Top of RECORDS FOR THIS EXERCISE

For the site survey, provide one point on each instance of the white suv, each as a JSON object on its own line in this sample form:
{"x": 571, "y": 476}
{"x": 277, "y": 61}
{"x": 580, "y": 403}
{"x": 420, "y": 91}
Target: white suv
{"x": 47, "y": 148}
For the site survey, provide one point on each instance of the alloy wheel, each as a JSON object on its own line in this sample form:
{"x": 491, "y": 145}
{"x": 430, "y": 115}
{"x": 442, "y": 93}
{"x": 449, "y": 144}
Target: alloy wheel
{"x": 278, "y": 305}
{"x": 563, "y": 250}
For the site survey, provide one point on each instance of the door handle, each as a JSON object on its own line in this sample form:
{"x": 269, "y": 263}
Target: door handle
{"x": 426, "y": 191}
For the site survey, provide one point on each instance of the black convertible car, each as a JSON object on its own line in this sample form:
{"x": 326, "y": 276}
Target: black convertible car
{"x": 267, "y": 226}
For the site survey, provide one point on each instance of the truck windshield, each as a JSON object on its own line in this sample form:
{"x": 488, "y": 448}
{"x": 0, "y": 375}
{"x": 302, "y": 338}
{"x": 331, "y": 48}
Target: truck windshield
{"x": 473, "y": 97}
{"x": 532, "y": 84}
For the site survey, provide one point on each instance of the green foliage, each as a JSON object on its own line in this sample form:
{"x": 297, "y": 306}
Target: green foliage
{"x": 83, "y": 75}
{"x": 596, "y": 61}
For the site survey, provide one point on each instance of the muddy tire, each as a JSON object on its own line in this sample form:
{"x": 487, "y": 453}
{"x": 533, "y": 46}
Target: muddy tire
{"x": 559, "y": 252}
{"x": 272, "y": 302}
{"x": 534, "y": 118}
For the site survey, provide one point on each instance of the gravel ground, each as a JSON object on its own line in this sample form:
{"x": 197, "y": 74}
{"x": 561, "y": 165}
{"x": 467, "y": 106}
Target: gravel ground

Bottom of RECORDS FOR THIS EXERCISE

PROBLEM REQUIREMENTS: Please count the lines that hold "ground" in this data and report the total alone.

RESPONSE TO THIS EXERCISE: 2